TO BE DONE:
• A. In the mailing-list post on Linux standards, rewrite the stretch from "[CentOS] Re: Demonizing" through "long before that...", putting "Fedora" wherever "Fedora Core" appears.
• B. Condense the paragraph of the mailing-list post on Linux standards that begins "In reality, there is a massive set of issues" into a short bulleted list that keeps its main facts.
• C. For each statement, answer yes or no on whether the mailing-list post on Linux standards supports it, and quote the deciding words: (i) MySQL AB is licensed under the LGPL; (ii) Red Hat's major shift to UTF-8 came with Red Hat Linux 8.0; (iii) Fedora Core 4 Test adopts MySQL 4.

EXTRACTED TEXT:
>> Begin

[CentOS] Re: Demonizing generic Linux issues as Fedora Core-only issues -- WAS: Hi, Bryan

Thu May 26 00:18:50 UTC 2005

From: Les Mikesell <lesmikesell at gmail.com>
> Agreed.  But note that the standards are set long before that...

???  By "standard" what do you mean.  ???

Linux's history has been notorious for variance from ANSI, NIST, POSIX
and GNU standards.  Yes, far less than Microsoft and even some UNIX
vendors, but there are still major issues today with this.

When developers try to change things for standards compliance, they
get reamed by all the people who want backward compatibility instead.
That's why companies like Red Hat and SuSE try to not do it for several
versions until it comes to a head (typically future adoption required).

> If you are doing anything complicated, I'm not sure you have any
> other choice. But then you run into ugliness where you want to
> run perl programs that need perl=>5.8.3 to get character set handling
> right, and you can't, or you have to do a local install trying not
> to break the system version.

Internationalization is a reality and we English speaking Americans,
as well as Westerners in general, can't go around complaining when a
program really _does_ need to get off its American/Western-only duff.
That means getting away from ASCII as well as ISO8859.

In reality, there is a massive set of issues in the UNIX space where there
are no less than 15 common different interpretations of byte order,
endianess and organization just for 4-byte ISO character sets.
Pretty much all standards-based platforms are moving to UTF-8 because
it solves the multi-byte organizational issues.  ASCII is still 7-bit (1 byte),
while any 4-byte ISO character set can be accomodated in 2-6 bytes total.
And as 1-6 streamed bytes, the common endianness is network order
(big endian), no multi-byte endianness/order issues.

Ironically, being an American company, this is where Red Hat has done
a phenominal job of any "western" distro company, IMHO, of pushing
_hard_ for UTF-8.  Red Hat made this major shift with CL3.0 (Red Hat
Linux 8.0), which then went into EL3, which was based on  CL3.1 (Red
Hat Linux 9).  Typical bitching and moaning was present, condemnations
of both Perl maintainers of 5.8 and Red Hat Linux 8.0, etc...

More on the GUI front, I think Java and .NET/Mono have the right idea,
ISO10464 Unicode everything.

> Or you need mysql 4.x for transactions.

Again, there is a licensing issue with MySQL 4 that MySQL AB introduced
that most people, short of Red Hat, are ignoring.  MySQL AB is GPL,
_not_ LGPL or BSD, so you have to be very careful what you link to it.

I see that Fedora Core 4 Test does adopt MySQL 4 though.  I need to
read up on what Red Hat did, or is possibly excluding to make MySQL AB
happy (unless they changed their stance on some static linking) to find
out more.

> I guess my real complaint is that the bugfixes and improvements to
> the old releases that you are forced by the situation to run are
> minimal as soon as it becomes obvious that the future belongs to
> a different version - that may be a long time in stabilizing to
> a usable point. 

So what's your solution?

>> End

STORED ROWS:
>> Begin

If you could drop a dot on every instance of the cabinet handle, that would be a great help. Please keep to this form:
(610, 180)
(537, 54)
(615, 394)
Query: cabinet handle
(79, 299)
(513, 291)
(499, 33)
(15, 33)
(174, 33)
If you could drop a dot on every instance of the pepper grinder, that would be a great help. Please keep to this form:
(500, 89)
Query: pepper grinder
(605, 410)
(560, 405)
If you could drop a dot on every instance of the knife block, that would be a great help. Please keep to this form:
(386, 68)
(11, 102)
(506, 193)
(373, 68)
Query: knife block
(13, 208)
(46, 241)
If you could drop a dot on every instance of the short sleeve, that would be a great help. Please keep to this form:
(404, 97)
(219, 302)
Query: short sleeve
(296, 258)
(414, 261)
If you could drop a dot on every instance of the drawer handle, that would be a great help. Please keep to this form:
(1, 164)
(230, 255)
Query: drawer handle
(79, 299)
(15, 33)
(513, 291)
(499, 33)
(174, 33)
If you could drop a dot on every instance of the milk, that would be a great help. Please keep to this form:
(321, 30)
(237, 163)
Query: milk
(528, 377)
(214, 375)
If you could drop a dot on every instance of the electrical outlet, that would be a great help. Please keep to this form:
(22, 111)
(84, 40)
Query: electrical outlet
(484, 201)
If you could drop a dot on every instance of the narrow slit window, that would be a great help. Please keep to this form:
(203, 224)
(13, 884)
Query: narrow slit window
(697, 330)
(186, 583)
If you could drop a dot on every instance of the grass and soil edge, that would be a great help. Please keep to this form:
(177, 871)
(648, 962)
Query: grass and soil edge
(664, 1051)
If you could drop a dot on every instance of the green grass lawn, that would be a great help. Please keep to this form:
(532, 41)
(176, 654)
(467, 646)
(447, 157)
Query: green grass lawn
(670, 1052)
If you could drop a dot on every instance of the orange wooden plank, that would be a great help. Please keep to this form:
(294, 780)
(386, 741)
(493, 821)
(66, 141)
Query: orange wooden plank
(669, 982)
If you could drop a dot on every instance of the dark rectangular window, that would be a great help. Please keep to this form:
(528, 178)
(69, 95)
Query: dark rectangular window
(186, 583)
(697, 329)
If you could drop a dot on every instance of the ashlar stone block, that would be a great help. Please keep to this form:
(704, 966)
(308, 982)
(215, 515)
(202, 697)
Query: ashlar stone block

>> End

SOLUTIONS:
• A.
[CentOS] Re: Demonizing generic Linux issues as Fedora-only issues -- WAS: Hi, Bryan

Thu May 26 00:18:50 UTC 2005

From: Les Mikesell <lesmikesell at gmail.com>
> Agreed.  But note that the standards are set long before that...

• B.
- UNIX systems have at least 15 common interpretations of byte order, endianness and organization for 4-byte ISO character sets alone.
- Almost all standards-based platforms are moving to UTF-8 because it solves the multi-byte organizational issues.
- ASCII stays 7-bit (1 byte), while any 4-byte ISO character set fits in 2-6 bytes total.
- Sent as 1-6 streamed bytes, the common endianness is network order (big endian), so there are no multi-byte endianness or order issues.

• C.
(i) No: "MySQL AB is GPL, _not_ LGPL or BSD"
(ii) Yes: "Red Hat made this major shift with CL3.0 (Red Hat Linux 8.0)"
(iii) Yes: "I see that Fedora Core 4 Test does adopt MySQL 4 though."